# Ban on shark fishing at Navarre pier



## J.Sharit (Oct 3, 2007)

Looks like the SRCC is sealing the tomb on sharkfishing at Navarre Pier
the commission is set to vote next monday june 11 on banning sharkfishing at the pier for good. Navarre pier has been a sharkfishing meca for many years and 3 land based world reecords are held from that area. Sharkfishing has gotten a very bad rep over the years even though the majority of the sharkfishermen practice catch and release it still remains a taboo to local governing bodies because of the tourist factor. Any time i've ever shark fished and tourists showed up they were always fasinated with our exploits. I believe it's mpore of a draw than a problem. Our tourists know theres sharks out there and we certainly are'nt overfishing this species from land. If shark fishing means anything to you at all take the time to drop and email to one of the county commissioners and let em know this sport has a place along the gulf coast and a long heritage in this area. We need to preserve any and all remaining rights to fish as a rec angler or sooner or later we won't be able to rec fish at all.

- _Task to carry out_: Using the forum post about the proposed ban on shark fishing at Navarre Pier, list every argument it offers for keeping shark fishing allowed there. The material that follows was taken from a separate source and has no connection to the post on shark fishing.

Image point annotation entries
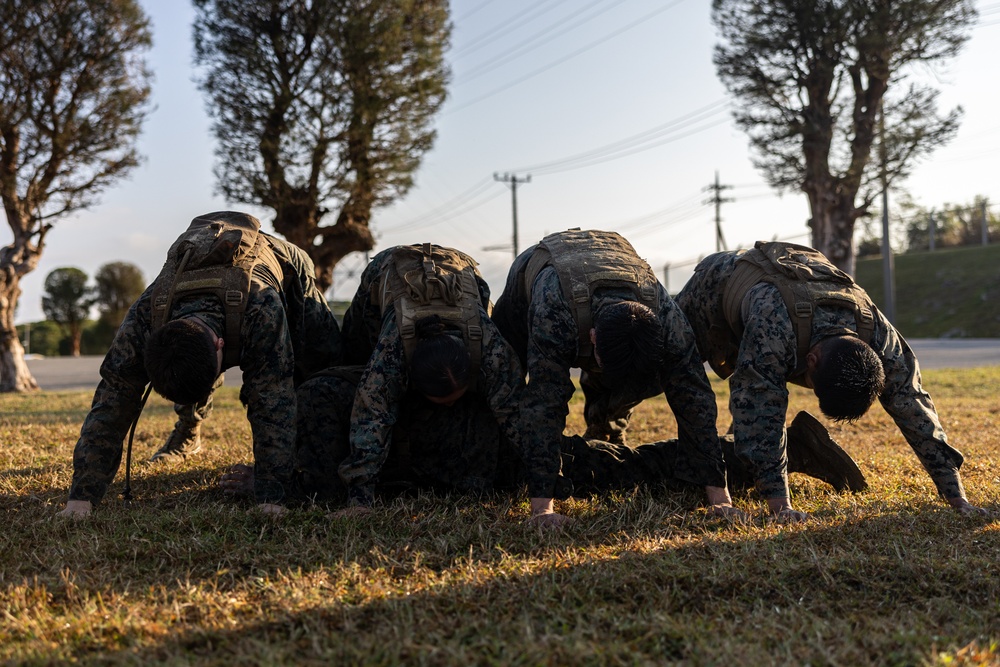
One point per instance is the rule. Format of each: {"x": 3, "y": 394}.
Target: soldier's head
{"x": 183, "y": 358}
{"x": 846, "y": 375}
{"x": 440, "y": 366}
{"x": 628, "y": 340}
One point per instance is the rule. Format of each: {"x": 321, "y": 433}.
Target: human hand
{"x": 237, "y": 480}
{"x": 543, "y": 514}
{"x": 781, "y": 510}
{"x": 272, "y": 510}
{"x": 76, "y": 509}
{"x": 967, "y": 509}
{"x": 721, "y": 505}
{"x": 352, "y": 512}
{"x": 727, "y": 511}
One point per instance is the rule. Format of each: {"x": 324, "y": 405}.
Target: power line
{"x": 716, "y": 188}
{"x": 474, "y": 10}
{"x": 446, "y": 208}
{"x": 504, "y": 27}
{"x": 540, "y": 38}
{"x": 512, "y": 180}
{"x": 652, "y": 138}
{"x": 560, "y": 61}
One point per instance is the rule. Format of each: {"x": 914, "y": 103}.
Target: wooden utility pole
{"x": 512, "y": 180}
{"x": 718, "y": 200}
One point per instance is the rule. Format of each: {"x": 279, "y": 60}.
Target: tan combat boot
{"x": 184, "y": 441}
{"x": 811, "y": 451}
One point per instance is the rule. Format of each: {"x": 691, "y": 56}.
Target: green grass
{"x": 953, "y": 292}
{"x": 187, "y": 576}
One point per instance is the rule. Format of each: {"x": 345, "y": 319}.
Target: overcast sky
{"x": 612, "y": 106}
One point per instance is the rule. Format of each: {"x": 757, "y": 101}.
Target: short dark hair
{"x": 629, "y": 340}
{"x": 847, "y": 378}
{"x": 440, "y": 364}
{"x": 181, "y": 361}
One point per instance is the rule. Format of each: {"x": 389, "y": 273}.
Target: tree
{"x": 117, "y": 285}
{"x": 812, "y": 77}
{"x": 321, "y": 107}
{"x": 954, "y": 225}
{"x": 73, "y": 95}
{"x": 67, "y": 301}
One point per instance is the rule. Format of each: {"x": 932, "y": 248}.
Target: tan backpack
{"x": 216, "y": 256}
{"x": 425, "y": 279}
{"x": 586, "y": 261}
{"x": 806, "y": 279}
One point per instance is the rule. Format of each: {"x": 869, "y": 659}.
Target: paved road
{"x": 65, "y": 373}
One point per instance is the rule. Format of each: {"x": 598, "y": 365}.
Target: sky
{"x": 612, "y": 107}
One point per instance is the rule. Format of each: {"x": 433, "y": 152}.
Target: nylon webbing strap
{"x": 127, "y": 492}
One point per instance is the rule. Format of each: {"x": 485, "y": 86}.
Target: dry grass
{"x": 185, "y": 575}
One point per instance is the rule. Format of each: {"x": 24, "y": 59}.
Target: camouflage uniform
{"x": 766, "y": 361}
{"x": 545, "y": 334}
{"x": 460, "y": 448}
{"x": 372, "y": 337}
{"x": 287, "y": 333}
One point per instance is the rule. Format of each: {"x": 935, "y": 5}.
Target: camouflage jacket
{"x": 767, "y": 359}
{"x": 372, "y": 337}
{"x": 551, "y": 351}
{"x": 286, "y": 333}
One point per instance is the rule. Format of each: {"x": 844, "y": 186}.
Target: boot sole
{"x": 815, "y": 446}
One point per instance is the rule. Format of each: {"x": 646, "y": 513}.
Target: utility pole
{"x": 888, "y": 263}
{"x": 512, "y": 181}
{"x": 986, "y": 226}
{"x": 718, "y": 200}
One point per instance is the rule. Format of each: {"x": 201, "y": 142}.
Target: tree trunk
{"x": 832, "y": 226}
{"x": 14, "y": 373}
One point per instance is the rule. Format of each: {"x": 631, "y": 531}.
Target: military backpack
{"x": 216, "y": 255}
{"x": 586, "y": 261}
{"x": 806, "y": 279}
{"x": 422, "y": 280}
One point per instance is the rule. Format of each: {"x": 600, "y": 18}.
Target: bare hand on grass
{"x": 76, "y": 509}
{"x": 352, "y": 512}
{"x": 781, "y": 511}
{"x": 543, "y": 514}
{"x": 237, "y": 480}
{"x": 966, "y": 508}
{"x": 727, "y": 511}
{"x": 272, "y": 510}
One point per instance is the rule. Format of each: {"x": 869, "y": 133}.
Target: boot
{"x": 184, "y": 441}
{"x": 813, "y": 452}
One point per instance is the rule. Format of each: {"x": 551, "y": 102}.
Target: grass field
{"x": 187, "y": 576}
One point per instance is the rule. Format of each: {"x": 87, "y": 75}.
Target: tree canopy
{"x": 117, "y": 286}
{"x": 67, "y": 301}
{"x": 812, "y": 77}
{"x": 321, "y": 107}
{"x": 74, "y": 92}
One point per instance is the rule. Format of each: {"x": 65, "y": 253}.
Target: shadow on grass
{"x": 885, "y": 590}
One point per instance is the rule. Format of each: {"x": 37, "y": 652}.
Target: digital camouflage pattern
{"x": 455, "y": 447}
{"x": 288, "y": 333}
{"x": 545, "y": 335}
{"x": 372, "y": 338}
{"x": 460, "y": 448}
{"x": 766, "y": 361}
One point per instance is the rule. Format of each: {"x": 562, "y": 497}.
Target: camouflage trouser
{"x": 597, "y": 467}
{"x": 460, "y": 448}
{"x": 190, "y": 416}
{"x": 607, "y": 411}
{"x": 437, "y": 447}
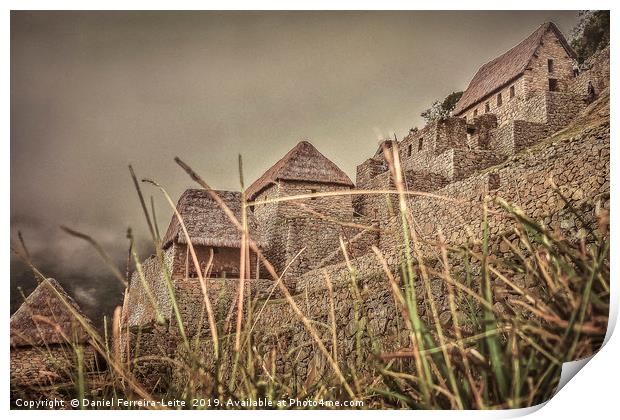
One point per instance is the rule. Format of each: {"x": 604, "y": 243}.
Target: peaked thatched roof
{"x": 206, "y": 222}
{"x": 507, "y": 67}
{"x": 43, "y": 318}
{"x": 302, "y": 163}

- _Answer to the task_:
- Navarre Pier has been a shark fishing destination for many years.
- Three land-based world records are held from that area.
- Most shark fishermen practice catch and release.
- Tourists who showed up were always fascinated, so shark fishing is more of a draw than a problem.
- Anglers are not overfishing the species from land.
- The sport has a place along the Gulf Coast and a long heritage in the area.
- Recreational anglers need to keep every remaining right to fish, or sooner or later they won't be able to fish recreationally at all.